* **Приведенный отрывок**:
○ ○ ○ ○ ○

Из Тифлиса езжал он и подолгу гащивал в полковой квартире Раевского, откуда привозили подобные же вести: генерал принимает подчиненных в мундирах, вытянутыми в струнку, а из соседней комнаты в ночном белье пробирается этот странный человек, которого по всем правам обязаны почитать. А он вот этого-то самого от наших грузин и не хочет, несмотря на то, что все хорошо знали, что он народный поэт. Не вяжется представление: не к таким видам привыкло. Наши поэты степеннее и важнее самых ученых. Поэт должен сидеть больше дома и, придя в гости, молчать, он обязан, ценить каждое свое слово на вес золота и на площадях и на ветер речи свои не выпускать. Каждое его изречение непременно должно выражать собою практическое правило, и чем лучше и красивее та форма, в которую оно облекается, тем поэт почетнее и уважение к нему больше. Надо это видеть у мусульман, например, у персов, особенно по большим праздникам, когда целою компанией - являются к почетным людям с обязательным поздравлением все эти улемы и муллы. С непривычки подумаешь, что это рассажены статуи или языческие боги с поджатыми ногами - до того они степенны и неподвижны. Кажется, не волнуют их подставленные под нос подарки, не смущают сладкие и лакомые угощения. Если и новый гость войдет в это время, они, по-видимому, и на него не обращают никакого внимания. Ни один не изменяет себе предательскою чертой на лице в сосредоточенности помыслов даже и тогда, когда понесет под мышками и в руках предложенные ему подарки. А тут - помилуйте! - совсем наоборот: перебегает с места на место, минуты не посидит на одном, смешит и смеется, якшается на базарах с грязным рабочим муштаидом и только что не прыгает в чехарду с уличными мальчишками. Пушкин в то время пробыл в Тифлисе в общей сложности всего лишь одну неделю, а заставил говорить о себе и покачивать многодумно головами не один год потом. Это я очень хорошо помню.
Кстати, князь вспомнил также и эпиграмму на капитана Борозду * и, полагая ее неизвестной, повторил с комментариями, рисующими личность, с той поры всем известную.
Совсем другое впечатление произвел тезка Пушкина, А. С. Грибоедов, бывший в Тифлисе гораздо больше, но раньше его.
- Я,- говорил князь, - как теперь вижу его большие выкатившиеся глаза и умные беседы, которыми он очень очаровывал, будучи радушно принят во всех лучших домах. Он - секретарь персидской миссии, он недавно исполнил поручение - переселял армян в Россию, он - чиновник по дипломатической части при великом Ермолове, - чего еще больше? Когда арестовали Рылеева, в его бумагах нашли письма Грибоедова. Ночью тайно схватили его и увезли в Петербург. Он успел оправдаться и вернулся назад с рассказами. Шепотом толковали о том, что в Петропавловской крепости сидел он, отделенный дощатою перегородкой, рядом с тем жидом, который держал по подряду почту для сношений южного общества соединенных славян с северным петербургским тайным обществом. Жид до того явно трусил, что неистовые порывы его оробелого духа не только были слышны, но и надоели соседу. Он стал высказывать всем свое твердое намерение написать комедию "Жид в тюрьме". Исполнил ли?

○ ○ ○ ○ ○

* **Выдержка из материала**:
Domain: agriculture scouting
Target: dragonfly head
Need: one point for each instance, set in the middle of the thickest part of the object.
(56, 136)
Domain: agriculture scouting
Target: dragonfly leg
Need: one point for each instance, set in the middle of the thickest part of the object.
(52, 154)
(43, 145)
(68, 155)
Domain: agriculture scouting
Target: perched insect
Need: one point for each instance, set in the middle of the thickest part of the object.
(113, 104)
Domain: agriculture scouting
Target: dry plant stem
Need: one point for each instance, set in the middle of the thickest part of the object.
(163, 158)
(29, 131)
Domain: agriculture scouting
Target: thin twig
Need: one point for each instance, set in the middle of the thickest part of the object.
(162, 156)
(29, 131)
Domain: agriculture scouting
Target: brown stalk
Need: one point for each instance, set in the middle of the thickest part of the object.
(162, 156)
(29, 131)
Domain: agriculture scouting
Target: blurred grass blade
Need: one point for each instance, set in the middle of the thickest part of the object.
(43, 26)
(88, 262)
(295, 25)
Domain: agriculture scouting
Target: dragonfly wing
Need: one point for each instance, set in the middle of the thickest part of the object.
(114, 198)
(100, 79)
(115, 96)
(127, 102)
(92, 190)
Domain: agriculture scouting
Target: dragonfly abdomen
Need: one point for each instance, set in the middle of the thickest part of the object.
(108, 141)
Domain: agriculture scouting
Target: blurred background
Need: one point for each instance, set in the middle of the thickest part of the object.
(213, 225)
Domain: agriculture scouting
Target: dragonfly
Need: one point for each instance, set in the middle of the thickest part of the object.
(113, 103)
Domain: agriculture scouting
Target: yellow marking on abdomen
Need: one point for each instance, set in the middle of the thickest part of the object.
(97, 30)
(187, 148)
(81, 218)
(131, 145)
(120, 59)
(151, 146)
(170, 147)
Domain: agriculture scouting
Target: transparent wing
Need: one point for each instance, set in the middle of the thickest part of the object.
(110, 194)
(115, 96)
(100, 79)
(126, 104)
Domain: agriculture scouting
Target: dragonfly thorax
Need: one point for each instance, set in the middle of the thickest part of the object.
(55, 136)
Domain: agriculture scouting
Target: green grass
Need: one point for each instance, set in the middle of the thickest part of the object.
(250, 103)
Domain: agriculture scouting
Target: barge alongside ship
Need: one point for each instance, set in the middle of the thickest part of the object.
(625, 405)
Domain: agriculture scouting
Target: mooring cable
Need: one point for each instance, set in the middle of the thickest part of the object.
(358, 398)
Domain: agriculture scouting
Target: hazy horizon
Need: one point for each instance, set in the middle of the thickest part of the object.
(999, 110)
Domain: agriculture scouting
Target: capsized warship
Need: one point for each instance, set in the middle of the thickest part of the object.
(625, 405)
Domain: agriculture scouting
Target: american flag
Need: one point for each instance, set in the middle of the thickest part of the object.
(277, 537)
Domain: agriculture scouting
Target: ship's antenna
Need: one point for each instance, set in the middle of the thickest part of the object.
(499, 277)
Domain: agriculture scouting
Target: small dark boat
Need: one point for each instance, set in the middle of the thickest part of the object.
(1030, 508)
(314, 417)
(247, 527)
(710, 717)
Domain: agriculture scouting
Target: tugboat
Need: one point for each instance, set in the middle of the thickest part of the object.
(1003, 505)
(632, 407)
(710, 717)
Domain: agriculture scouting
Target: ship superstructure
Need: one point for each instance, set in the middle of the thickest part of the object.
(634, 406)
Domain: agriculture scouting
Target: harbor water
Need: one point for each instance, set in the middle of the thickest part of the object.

○ ○ ○ ○ ○

* **Задания к тексту**:
**A)** Почему, согласно отрывку о Пушкине и Грибоедове в Тифлисе, поведение Пушкина не соответствовало представлениям грузин о поэте? Ответьте в одном–трех предложениях.
**B)** Сколько времени в общей сложности пробыл тогда Пушкин в Тифлисе, согласно отрывку о Пушкине и Грибоедове?
**C)** Продолжите отрывок о Пушкине и Грибоедове в Тифлисе с места, где он прерывается.

* **Ответы на задания**:
**A)** Грузины привыкли к другому облику поэта: их поэты степеннее и важнее самых ученых. Поэт должен больше сидеть дома, в гостях молчать и ценить каждое слово на вес золота. Пушкин же перебегал с места на место, смешил и смеялся, якшался на базарах с рабочими.

**B)** Всего лишь одну неделю.

**C)**
Перед близкими людьми Грибоедов шутливо оправдал свою невинность и непричастность к заговору тем, что написал "Горе от ума" с прозрачными намеками, которые не умели-де понять, а в Чацком могли бы заподозрить любого либерала из вернувшихся из-за границы молодых гвардейцев того времени... Аббас-Мирза... знаменитый тем, что оставил по себе 26 дочерей и 24 сына, также и тем, что бесплодно и безнадежно старался водворить в Персии европейское образование, получил за последнее стремление от Грибоедова похвальные стихи, написанные на чистом фарсидском наречии, и наградил его орденом Льва и Солнца {Здесь в сообщении князя неточность: Грибоедов был награжден этим орденом 2 степени за переселение армян из Персии в Россию. (Примеч. С. В. Максимова.)}. По возвращении в Тифлис Александр Сергеевич выпросил у Паскевича позволение жениться. Ему, на счастье, досталась красавица Чавчавадзе, за которую раньше сватался племянник Ермолова, но суровый и строгий генерал не любил, чтобы в боевой армии его находились женатые офицеры, а потому не позволил и расстроил брак. Вот почему и уцелела для Грибоедова эта красавица, Нина Александровна, которую он и увез с собою в Тегеран, отправившись туда посланником и на смерть. Сестра его желала иметь землю с могилы брата, и я ее в мешочке вручил ей в Москве, через которую провожали меня в ссылку, в финляндские батальоны.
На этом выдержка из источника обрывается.